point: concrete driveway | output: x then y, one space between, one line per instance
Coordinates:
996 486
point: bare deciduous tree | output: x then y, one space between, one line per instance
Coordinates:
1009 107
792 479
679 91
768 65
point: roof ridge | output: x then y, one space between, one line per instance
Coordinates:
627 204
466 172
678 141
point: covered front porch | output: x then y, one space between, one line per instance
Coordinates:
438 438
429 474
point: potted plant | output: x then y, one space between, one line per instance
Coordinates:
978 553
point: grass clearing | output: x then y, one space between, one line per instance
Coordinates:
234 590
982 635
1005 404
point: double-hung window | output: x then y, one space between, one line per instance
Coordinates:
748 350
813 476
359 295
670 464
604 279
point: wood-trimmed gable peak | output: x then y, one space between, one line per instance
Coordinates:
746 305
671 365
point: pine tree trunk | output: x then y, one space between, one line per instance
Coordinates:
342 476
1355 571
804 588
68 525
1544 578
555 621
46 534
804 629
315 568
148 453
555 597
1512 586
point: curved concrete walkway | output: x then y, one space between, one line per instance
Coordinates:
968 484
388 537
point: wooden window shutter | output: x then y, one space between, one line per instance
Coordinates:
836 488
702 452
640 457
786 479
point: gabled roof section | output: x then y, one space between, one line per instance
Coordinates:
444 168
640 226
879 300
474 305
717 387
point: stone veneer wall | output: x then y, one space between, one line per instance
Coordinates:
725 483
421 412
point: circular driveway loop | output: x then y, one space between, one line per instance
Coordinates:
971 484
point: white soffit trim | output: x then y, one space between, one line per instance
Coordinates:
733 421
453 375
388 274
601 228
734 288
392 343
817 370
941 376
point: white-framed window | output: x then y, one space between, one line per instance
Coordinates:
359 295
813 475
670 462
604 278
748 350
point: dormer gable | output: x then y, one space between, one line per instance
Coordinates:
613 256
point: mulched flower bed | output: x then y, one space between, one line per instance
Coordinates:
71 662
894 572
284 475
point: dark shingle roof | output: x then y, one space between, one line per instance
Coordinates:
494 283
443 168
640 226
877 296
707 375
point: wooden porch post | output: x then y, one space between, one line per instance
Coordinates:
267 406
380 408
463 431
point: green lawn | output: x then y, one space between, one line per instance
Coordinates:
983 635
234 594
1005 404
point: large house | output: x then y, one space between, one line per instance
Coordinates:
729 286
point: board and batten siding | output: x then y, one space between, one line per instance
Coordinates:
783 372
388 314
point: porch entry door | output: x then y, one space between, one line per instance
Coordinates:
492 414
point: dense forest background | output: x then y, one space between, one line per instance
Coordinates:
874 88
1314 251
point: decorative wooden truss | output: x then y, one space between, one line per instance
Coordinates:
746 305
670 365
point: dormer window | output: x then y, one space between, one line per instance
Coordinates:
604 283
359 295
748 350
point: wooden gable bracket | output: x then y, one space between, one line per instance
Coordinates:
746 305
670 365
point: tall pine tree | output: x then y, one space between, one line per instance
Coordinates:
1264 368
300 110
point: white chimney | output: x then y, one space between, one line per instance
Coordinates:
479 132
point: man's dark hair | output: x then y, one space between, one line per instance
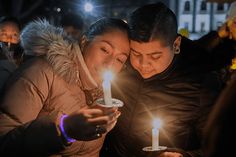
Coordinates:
74 20
104 25
153 22
11 19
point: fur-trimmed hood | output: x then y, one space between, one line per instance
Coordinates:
39 38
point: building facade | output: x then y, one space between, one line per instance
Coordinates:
200 16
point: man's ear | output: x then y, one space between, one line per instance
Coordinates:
83 42
176 45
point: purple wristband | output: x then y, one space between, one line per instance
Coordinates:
61 125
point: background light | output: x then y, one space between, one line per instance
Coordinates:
88 7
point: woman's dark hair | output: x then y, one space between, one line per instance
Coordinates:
153 21
105 25
11 19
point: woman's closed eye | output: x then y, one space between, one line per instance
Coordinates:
105 50
156 56
121 59
135 53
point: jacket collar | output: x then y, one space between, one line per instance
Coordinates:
39 38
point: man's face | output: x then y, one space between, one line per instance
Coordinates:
150 58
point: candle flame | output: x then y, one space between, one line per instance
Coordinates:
107 76
157 123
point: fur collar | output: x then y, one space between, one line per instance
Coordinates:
63 54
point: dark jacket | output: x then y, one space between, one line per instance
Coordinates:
6 69
181 96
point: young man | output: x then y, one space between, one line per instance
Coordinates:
168 77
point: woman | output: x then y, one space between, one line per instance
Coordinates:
45 110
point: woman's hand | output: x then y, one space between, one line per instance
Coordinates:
90 123
170 154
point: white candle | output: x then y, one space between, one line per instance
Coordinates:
155 134
107 88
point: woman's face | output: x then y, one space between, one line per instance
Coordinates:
107 51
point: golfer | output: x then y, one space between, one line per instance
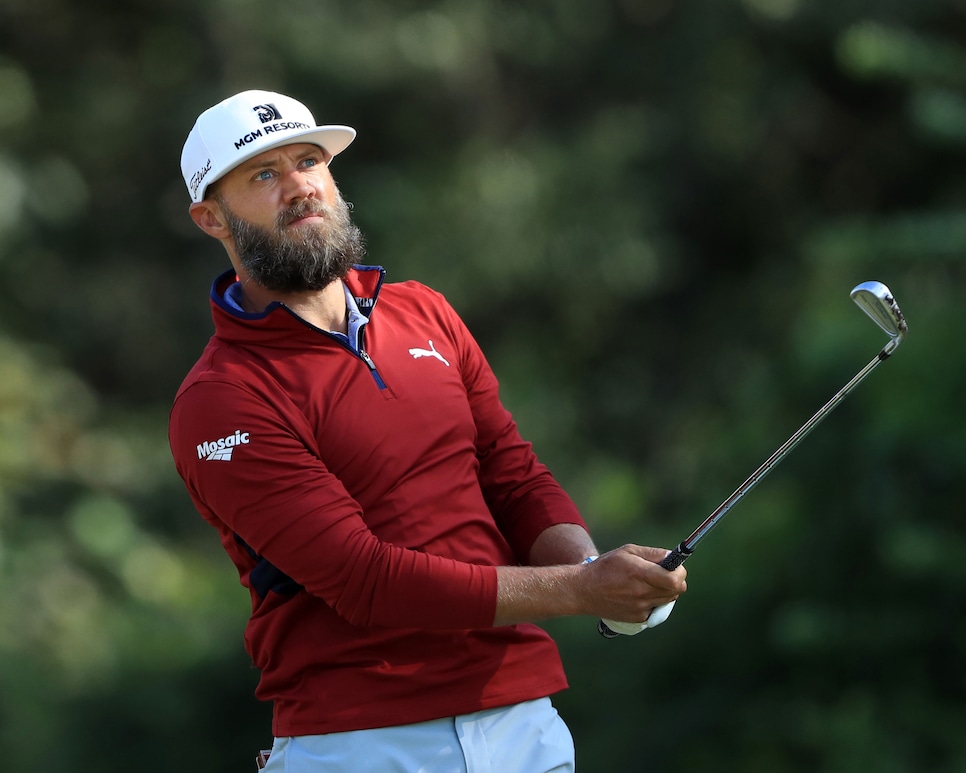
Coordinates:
345 437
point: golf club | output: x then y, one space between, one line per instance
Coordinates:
876 300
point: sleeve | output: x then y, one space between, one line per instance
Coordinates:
521 492
276 495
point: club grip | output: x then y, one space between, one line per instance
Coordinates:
670 562
675 558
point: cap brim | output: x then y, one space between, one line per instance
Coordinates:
332 138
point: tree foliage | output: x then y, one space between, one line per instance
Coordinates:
650 213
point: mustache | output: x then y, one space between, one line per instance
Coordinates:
300 210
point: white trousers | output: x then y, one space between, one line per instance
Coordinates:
527 737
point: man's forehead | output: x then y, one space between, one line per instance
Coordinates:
273 156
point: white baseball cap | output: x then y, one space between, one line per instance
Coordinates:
245 125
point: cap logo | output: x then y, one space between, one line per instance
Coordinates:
267 113
198 177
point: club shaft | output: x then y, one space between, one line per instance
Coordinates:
687 547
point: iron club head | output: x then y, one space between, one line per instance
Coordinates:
876 300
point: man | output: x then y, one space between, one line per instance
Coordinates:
346 438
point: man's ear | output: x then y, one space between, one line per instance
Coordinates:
209 218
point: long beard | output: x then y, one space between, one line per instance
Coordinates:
307 257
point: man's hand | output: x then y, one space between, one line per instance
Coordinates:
623 585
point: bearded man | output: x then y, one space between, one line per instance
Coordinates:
346 438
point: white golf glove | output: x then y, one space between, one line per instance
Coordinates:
658 615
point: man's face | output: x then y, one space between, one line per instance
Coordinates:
291 227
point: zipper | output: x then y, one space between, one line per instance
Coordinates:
372 368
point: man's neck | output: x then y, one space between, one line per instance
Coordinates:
325 309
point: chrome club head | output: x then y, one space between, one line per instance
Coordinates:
876 300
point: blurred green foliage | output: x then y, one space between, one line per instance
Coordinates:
650 213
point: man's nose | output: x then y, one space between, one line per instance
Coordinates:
298 186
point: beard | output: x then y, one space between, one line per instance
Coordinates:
306 257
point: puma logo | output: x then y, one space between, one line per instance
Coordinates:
430 352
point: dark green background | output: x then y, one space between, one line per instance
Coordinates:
650 212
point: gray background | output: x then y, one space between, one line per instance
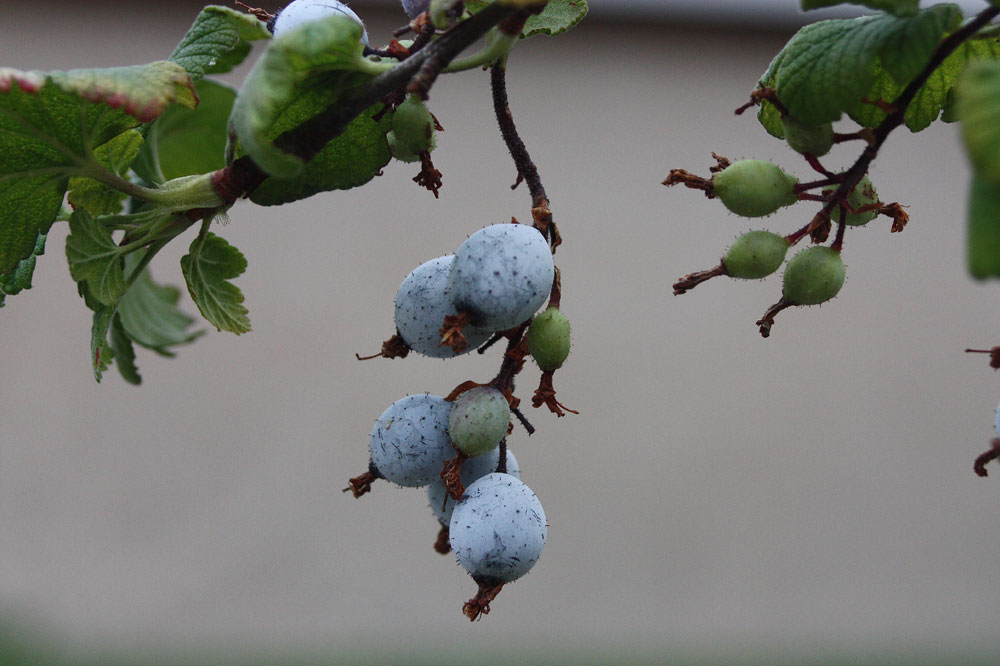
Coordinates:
717 490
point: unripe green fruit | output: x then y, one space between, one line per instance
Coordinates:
755 254
808 139
413 126
478 420
863 194
548 339
813 276
754 188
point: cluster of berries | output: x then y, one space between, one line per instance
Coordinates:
455 446
757 188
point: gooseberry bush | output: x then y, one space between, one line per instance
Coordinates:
132 158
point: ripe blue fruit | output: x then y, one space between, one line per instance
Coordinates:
754 188
422 302
498 529
813 276
755 254
409 443
472 469
478 420
302 11
501 275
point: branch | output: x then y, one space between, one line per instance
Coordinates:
895 118
307 139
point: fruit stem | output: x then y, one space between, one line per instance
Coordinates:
480 604
767 321
443 543
692 280
994 353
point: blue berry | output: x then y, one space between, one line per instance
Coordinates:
473 469
422 303
409 442
501 275
498 529
302 11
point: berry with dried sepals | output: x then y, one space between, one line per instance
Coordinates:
422 302
498 529
409 443
548 339
755 255
479 419
300 12
473 469
815 140
501 275
813 276
754 188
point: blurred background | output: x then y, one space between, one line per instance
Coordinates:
719 498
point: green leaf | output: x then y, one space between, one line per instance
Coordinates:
978 106
984 228
101 352
558 16
211 262
183 142
828 66
218 40
20 278
95 258
350 160
897 7
50 125
123 352
934 96
150 316
320 58
116 156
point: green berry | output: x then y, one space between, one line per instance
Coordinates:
755 254
863 194
805 139
754 188
413 126
548 339
478 420
813 276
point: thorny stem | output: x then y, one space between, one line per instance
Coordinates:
994 353
894 119
526 169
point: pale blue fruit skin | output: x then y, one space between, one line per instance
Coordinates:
478 421
498 529
422 302
472 470
415 8
302 11
409 442
502 275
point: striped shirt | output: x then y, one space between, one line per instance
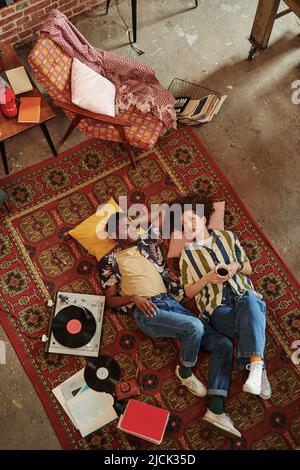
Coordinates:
197 259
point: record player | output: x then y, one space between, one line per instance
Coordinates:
76 324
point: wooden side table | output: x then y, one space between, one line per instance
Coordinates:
11 127
266 14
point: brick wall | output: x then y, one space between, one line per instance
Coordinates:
20 22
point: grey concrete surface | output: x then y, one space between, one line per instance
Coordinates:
255 139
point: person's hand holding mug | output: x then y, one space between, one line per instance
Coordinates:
219 275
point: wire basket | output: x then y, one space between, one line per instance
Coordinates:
179 87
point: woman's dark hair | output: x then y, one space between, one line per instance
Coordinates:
193 200
112 225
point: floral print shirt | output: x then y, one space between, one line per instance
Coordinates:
148 245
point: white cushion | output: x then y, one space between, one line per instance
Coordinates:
91 91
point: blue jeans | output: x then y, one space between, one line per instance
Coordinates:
244 318
172 320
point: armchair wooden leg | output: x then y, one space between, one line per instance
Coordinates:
126 144
70 129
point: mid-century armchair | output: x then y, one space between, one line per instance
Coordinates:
52 69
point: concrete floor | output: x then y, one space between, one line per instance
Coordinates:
255 139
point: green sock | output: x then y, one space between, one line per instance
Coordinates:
216 404
185 372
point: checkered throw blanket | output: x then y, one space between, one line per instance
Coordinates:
136 83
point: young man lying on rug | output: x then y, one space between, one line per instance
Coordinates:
133 275
229 303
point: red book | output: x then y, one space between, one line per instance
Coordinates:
145 421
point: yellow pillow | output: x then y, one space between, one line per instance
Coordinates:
89 232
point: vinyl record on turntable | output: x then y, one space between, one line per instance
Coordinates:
74 326
102 373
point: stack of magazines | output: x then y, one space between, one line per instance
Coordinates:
200 110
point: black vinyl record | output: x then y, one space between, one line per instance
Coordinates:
102 373
74 326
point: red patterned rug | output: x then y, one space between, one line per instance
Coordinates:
50 198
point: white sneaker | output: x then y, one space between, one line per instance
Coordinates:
266 390
222 422
253 383
192 384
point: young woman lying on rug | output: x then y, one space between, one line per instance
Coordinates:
133 275
229 302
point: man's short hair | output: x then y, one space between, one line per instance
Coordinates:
112 225
193 200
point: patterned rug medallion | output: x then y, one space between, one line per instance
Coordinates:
52 197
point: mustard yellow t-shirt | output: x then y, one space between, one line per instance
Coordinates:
138 275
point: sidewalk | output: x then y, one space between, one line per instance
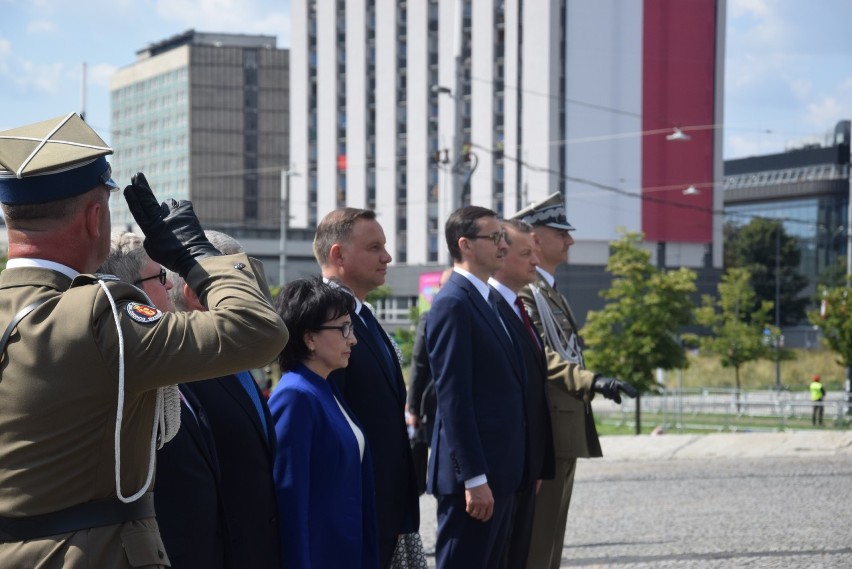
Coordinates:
727 445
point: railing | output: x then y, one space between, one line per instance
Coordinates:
725 410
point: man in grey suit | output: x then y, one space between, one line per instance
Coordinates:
570 385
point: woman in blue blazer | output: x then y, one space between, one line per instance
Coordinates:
322 469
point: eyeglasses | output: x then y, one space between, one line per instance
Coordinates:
161 275
496 237
345 329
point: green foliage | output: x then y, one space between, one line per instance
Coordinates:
755 247
636 331
383 291
836 323
737 319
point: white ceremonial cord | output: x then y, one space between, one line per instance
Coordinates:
561 343
120 412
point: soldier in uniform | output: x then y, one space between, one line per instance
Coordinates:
570 386
85 359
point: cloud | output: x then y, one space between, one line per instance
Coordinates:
41 27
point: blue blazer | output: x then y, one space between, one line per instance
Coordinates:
324 489
480 384
377 396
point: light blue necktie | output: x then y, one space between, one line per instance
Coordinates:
247 381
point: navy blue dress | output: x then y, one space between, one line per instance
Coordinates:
324 490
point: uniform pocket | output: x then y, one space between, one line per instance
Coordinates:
144 547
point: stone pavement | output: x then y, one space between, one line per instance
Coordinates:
757 500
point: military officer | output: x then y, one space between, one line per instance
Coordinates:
84 357
570 385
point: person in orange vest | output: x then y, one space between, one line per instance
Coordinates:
817 395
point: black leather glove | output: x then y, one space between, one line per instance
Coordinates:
173 235
610 387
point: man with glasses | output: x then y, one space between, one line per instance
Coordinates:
570 385
349 246
243 433
478 449
187 497
85 356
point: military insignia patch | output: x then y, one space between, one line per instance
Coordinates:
143 313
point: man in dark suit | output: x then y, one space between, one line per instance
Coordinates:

● ● ● ●

TASK BRIEF
Repeat, without change, each line of the data above from the one that contains "point: blue blazer" through the final line, counting both.

TASK SOLUTION
point: blue blazer | output: x then y, one space between, one line per instance
Coordinates:
324 489
480 384
377 396
point: light blue necktie | output: x then y, one space between, one line per instance
Coordinates:
247 381
point: navy blue dress | output: x then y, one space between, one line per instance
Coordinates:
324 490
point: uniform pocket | output: x then y, one space between, one line per instance
Coordinates:
144 547
point: stone pavement | output: x then y, one space between, one line per instance
Coordinates:
757 500
point: military officer | output: x then y, one space between, one line per instance
Coordinates:
84 357
570 385
point: person in orange vest | output: x then y, one space between, one line per instance
Coordinates:
817 395
point: black leather glove | output: x then y, one space between, one line per instance
Coordinates:
173 235
610 387
point: man with glasses | output: x then y, one space between, one line per instance
Coordinates:
570 385
349 246
243 433
478 449
187 497
85 356
point: military insignia patch | output: x then y, one space between, one line per instance
Coordinates:
143 313
point: man in dark suit | output: x then y, one space between, one line per instance
Coordinates:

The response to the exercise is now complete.